**Reading passage**

[start]

Pro-Palestinian Activists and the Palestinians

If the situation of the Palestinians seems hopeless, it is not simply because of what Israel does. It is also because most pro-Palestinian activists, while complaining unceasingly about the American-Israeli alliance, spare no effort to maintain it. They do so because they are wedded to conventional left-wing assumptions.

How does this show? Confronted with the fact that one of the most powerful countries in the world–I refer, of course, to Israel–is crushing the Palestinians, the left mistakes Israel for a little puppet, and the US must then get drafted into the role of puppeteer. Since the puppeteer needs to have some motive for the puppet show, Israel becomes a tool for advancing American interests. This is a fatal step, because it pretty well implies that any sane US government *should* support Israel. Shouldn’t any sane government advance its country’s interests?

Like all catastrophic strategies, this one is based on a truth. America’s scandalous, extravagant involvement with Israel should of course be stopped immediately. But it is still Israel committing the crimes, not the US, and not at the instigation of the US. America is a sap, a duped accomplice, not a co-conspirator. The enormous, ignored fact of the Palestinian story is that America is not, as the left so loves to think, pursuing some vital interest in its alliance with Israel. On the contrary, America is acting against its vital interests. And by America I don’t just mean the wonderful, real-as-dirt Americans of Denzel Washington flicks. I also mean corporate America and the American government.

[end]

[Point placement records]
[start]

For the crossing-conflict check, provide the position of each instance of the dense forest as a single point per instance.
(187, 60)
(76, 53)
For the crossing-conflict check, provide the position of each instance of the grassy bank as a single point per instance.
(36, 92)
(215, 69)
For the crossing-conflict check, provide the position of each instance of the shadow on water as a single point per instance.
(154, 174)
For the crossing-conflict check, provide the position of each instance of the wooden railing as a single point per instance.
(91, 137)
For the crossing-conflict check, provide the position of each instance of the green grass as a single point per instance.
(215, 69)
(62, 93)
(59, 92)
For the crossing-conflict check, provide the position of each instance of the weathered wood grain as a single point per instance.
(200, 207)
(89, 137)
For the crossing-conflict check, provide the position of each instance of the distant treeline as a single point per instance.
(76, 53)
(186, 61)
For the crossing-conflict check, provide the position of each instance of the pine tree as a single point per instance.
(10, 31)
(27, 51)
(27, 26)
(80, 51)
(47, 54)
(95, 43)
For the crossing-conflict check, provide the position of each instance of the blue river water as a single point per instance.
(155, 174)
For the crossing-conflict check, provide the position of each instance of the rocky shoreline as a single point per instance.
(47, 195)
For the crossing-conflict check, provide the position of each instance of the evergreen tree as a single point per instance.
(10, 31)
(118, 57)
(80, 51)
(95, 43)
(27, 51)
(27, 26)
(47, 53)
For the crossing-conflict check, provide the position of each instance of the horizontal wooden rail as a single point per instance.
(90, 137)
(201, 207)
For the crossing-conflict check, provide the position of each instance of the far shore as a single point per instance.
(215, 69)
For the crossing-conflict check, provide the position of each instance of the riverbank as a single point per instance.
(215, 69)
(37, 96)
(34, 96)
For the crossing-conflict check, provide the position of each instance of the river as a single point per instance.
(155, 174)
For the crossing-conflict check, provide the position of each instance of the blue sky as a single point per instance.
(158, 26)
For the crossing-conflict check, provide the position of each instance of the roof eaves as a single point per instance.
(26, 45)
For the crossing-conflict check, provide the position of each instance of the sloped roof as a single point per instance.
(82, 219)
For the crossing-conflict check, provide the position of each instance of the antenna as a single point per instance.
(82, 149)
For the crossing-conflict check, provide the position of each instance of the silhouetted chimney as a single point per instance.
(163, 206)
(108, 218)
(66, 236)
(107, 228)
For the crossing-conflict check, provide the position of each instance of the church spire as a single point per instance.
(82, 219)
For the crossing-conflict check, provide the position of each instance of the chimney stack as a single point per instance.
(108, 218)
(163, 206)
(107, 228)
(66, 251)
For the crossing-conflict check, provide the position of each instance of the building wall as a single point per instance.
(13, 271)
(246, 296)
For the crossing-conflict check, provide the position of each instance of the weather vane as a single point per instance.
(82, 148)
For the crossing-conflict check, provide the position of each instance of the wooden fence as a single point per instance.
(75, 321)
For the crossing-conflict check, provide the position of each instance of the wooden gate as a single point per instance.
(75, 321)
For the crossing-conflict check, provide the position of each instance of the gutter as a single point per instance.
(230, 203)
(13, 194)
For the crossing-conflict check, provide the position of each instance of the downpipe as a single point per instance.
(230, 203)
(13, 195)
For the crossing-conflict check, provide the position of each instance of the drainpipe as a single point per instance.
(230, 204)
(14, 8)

[end]

**Required task 1**
Write out the part of the piece on pro-Palestinian activists from "If the situation" to "its country’s interests?".
**Required task 2**
In the piece on pro-Palestinian activists, do these statements agree with it? (a) America is a co-conspirator in Israel's crimes. (b) America's involvement with Israel should be stopped immediately. (c) By "America" the writer also means the American government.

**Exercise output 1**
If the situation of the Palestinians seems hopeless, it is not simply because of what Israel does. It is also because most pro-Palestinian activists, while complaining unceasingly about the American-Israeli alliance, spare no effort to maintain it. They do so because they are wedded to conventional left-wing assumptions.

How does this show? Confronted with the fact that one of the most powerful countries in the world–I refer, of course, to Israel–is crushing the Palestinians, the left mistakes Israel for a little puppet, and the US must then get drafted into the role of puppeteer. Since the puppeteer needs to have some motive for the puppet show, Israel becomes a tool for advancing American interests. This is a fatal step, because it pretty well implies that any sane US government *should* support Israel. Shouldn’t any sane government advance its country’s interests?

**Exercise output 2**
(a) No: "America is a sap, a duped accomplice, not a co-conspirator."
(b) Yes: "America’s scandalous, extravagant involvement with Israel should of course be stopped immediately."
(c) Yes: "I also mean corporate America and the American government."